Warum setzen Sie und Ihre Mitstreiter sich nicht für die neue Linkspartei des 20 Jahre jüngeren Walter Veltroni ein - der wäre zumindest das kleinere Übel?

Von wegen kleineres Übel: Veltroni ist für mich Topo Gigio, die Weltraum-Maus, eine Comicfigur aus den 80er Jahren. Auch der will das Land zubetonieren, gesundheitsschädliche Müllverbrennungsanlagen bauen, der will die alte Politik.

Aber Neuwahlen ohne ein neues Wahlgesetz sind doch sinnlos. Dann könnten weiterhin Ein-Prozent-Parteien die Regierung erpressen, Reformen verschleppen.

Die Italiener befinden sich am Rande eines Nervenzusammenbruchs. Wenn sie jetzt noch einmal nach dem alten Wahlrecht an die Urnen geschickt werden, bricht hier die Revolution aus. Dieses Land ist unregierbar geworden. Die heutige Politiker-Klasse muss schleunigst nach Hause geschickt werden.

Wie sollte ein neues Wahlrecht denn aussehen?

Von der Basis muss die Erneuerung kommen. Unsere Waffen sind nicht Knüppel, sondern Volksbegehren. Parteien müssen abgeschafft werden, denn sie sind nichts weiter als Vehikel für krumme Geschäfte. Wir diskutieren auf meiner Website eine Art "Volkswahlrecht", das die Direktwahl der Kandidaten auf sogenannten Bürger-Listen vorsieht. Sie dürfen keiner Partei angehören, nicht vorbestraft sein. Sie müssen am Ort wohnen und ihre Arbeit im Internet transparent machen. Wir brauchen eine klare Grenzziehung zwischen Legalität und Illegalität, sonst wird dieses Land in Agonie verharren.

## IHRE AUFGABE
Können Sie aus dem vorliegenden Text alles von „Warum setzen Sie“ bis hinunter zu „die alte Politik.“ wörtlich zitieren?

## BEREITGESTELLTE ANGABEN

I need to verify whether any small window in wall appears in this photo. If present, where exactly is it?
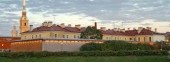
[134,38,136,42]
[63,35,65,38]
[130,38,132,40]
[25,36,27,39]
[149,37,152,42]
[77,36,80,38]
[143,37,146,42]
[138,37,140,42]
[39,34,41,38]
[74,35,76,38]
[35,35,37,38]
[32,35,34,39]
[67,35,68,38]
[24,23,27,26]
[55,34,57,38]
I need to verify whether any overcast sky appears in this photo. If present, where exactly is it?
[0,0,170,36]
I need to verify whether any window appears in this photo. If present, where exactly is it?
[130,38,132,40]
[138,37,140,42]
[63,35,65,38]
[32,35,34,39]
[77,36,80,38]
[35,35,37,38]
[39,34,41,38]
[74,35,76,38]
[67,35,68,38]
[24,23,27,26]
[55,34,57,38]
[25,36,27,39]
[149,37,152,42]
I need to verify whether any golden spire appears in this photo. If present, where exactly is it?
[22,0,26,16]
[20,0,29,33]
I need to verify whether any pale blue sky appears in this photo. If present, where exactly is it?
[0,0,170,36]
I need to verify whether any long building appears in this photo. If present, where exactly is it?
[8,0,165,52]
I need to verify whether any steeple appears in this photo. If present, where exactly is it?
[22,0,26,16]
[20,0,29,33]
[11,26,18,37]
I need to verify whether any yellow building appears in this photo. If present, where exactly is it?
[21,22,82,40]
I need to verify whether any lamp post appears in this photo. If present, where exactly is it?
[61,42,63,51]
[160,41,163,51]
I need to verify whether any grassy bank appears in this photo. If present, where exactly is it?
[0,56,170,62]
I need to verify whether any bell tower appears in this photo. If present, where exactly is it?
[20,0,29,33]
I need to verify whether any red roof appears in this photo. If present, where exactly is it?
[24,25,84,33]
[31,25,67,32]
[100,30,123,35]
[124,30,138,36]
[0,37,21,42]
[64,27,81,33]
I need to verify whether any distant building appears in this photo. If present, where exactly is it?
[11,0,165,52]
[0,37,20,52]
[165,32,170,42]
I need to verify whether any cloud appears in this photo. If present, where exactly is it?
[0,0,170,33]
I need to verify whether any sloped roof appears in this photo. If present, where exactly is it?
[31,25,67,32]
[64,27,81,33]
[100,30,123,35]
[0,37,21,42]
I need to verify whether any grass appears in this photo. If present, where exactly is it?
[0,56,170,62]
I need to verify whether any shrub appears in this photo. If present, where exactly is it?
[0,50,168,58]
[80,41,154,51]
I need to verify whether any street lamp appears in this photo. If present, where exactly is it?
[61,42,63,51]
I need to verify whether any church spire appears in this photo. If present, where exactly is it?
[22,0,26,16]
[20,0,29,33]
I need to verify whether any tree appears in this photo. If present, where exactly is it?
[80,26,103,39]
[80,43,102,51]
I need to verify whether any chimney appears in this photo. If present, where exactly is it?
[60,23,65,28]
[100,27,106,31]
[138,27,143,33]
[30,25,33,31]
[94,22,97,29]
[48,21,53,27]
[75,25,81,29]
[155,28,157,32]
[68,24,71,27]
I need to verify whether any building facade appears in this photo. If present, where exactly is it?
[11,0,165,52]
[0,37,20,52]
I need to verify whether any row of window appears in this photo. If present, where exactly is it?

==

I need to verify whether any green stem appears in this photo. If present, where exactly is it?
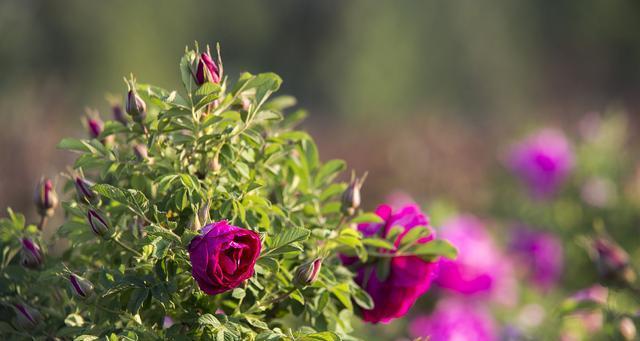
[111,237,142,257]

## LÖSUNG DER ÜBUNG
Warum setzen Sie und Ihre Mitstreiter sich nicht für die neue Linkspartei des 20 Jahre jüngeren Walter Veltroni ein - der wäre zumindest das kleinere Übel?

Von wegen kleineres Übel: Veltroni ist für mich Topo Gigio, die Weltraum-Maus, eine Comicfigur aus den 80er Jahren. Auch der will das Land zubetonieren, gesundheitsschädliche Müllverbrennungsanlagen bauen, der will die alte Politik.